* Task statement *
Each entry, in full: copy it out exactly.

[Items from a data source]
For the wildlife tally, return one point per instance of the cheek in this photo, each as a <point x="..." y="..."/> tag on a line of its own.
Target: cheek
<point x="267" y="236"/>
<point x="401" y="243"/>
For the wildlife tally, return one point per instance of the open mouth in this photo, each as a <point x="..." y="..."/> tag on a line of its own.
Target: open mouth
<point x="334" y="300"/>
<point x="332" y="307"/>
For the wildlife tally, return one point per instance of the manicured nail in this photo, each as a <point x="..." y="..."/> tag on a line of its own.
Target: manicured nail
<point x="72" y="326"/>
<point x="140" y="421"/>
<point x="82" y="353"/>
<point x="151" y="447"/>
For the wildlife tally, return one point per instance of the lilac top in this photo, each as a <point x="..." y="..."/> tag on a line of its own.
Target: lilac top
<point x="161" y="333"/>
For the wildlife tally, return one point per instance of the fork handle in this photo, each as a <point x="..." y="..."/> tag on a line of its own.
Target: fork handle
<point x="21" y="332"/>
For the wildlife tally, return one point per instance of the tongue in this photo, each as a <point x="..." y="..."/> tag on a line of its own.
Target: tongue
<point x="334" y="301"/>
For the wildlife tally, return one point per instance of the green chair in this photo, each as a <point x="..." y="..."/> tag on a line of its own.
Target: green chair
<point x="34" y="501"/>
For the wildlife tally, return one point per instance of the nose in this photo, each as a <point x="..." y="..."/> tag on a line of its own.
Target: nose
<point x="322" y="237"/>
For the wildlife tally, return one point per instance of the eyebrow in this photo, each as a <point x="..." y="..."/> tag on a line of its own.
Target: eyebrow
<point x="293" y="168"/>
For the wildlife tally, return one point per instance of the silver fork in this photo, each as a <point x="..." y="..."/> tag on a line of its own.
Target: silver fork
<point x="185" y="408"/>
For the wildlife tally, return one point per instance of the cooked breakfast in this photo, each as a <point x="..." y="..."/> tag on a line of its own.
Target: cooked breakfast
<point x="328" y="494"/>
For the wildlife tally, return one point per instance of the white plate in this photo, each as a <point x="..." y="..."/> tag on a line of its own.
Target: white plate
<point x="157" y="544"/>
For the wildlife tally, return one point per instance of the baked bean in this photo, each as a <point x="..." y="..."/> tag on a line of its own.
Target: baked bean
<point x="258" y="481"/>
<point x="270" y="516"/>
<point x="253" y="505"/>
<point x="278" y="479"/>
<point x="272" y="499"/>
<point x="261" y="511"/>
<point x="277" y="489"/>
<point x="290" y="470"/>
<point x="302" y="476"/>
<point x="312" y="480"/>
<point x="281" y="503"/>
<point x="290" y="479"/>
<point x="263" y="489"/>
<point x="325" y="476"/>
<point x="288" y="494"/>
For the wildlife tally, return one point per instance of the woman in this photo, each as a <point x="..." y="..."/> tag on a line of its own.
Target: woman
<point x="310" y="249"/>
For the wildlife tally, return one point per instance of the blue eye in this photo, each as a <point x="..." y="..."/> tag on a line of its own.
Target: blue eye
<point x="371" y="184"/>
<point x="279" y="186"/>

* Response to this exercise *
For the wildlife tally, return one point per instance of the cheek in this photo, each as a <point x="..." y="..."/> tag on a line of its own.
Target: cheek
<point x="267" y="236"/>
<point x="401" y="243"/>
For the wildlife tally, return one point per instance of the open mouth in this photo, each as a <point x="..." y="..."/> tag on a line of its own.
Target: open mouth
<point x="334" y="300"/>
<point x="332" y="307"/>
For the wildlife tally, return one point per instance of the manicured nail in this photo, each as a <point x="..." y="..."/> tag on a line of its own.
Target: manicured nail
<point x="72" y="326"/>
<point x="140" y="421"/>
<point x="82" y="353"/>
<point x="151" y="447"/>
For the wildlife tally, return one point per instance of the lilac top in this photo, each as a <point x="..." y="..."/> tag on a line of its own.
Target: lilac top
<point x="161" y="333"/>
For the wildlife tally, return one point per instance of the fork handle in this photo, each as a <point x="..." y="..."/> tag on a line of its own.
Target: fork handle
<point x="21" y="332"/>
For the wildlife tally, return one point per instance of the tongue in this photo, each as a <point x="..." y="..."/> tag on a line of its own.
Target: tongue
<point x="334" y="301"/>
For the wildlife tally, return one point per instance of the green chair in this photo, each as a <point x="..." y="..."/> tag on a line of its own.
Target: green chair
<point x="34" y="501"/>
For the wildlife tally, return one point per instance of the nose in this photo, each as a <point x="..." y="..."/> tag on a line of its own.
Target: nose
<point x="322" y="237"/>
For the wildlife tally, return one point per instance of the eyebrow in this photo, each as a <point x="..." y="..."/> tag on a line of its own.
Target: eyebrow
<point x="293" y="168"/>
For the wildlife tally, return one point per instance of the silver fork in this photo, each as a <point x="..." y="..."/> tag on a line of its own.
Target: silver fork
<point x="185" y="408"/>
For the wildlife tally, return one point per instance of the cooked breakfast in this photo, each as a <point x="..." y="..."/> tag on a line of its own.
Target: cooked breakfast
<point x="328" y="494"/>
For the wildlife tally, return one point per instance of the white plate in this photo, each as a <point x="..." y="..."/> tag on a line of its own.
Target: white plate
<point x="157" y="544"/>
For the wildlife tally, return one point per instance of the baked bean in this photo, each as a <point x="..." y="..."/> tag on a line of its own.
Target: baked bean
<point x="258" y="481"/>
<point x="270" y="516"/>
<point x="253" y="505"/>
<point x="278" y="479"/>
<point x="272" y="499"/>
<point x="261" y="511"/>
<point x="277" y="489"/>
<point x="290" y="470"/>
<point x="302" y="476"/>
<point x="312" y="480"/>
<point x="281" y="503"/>
<point x="290" y="479"/>
<point x="263" y="489"/>
<point x="325" y="476"/>
<point x="288" y="494"/>
For the wildlife tally, return one point per instance of the woman in this photo, each as a <point x="..." y="..."/> tag on a line of its own.
Target: woman
<point x="310" y="249"/>
For the wildlife tally, return one point per instance of the blue eye in this photo, each as a <point x="..." y="..."/> tag on a line of its own.
Target: blue eye
<point x="371" y="184"/>
<point x="279" y="186"/>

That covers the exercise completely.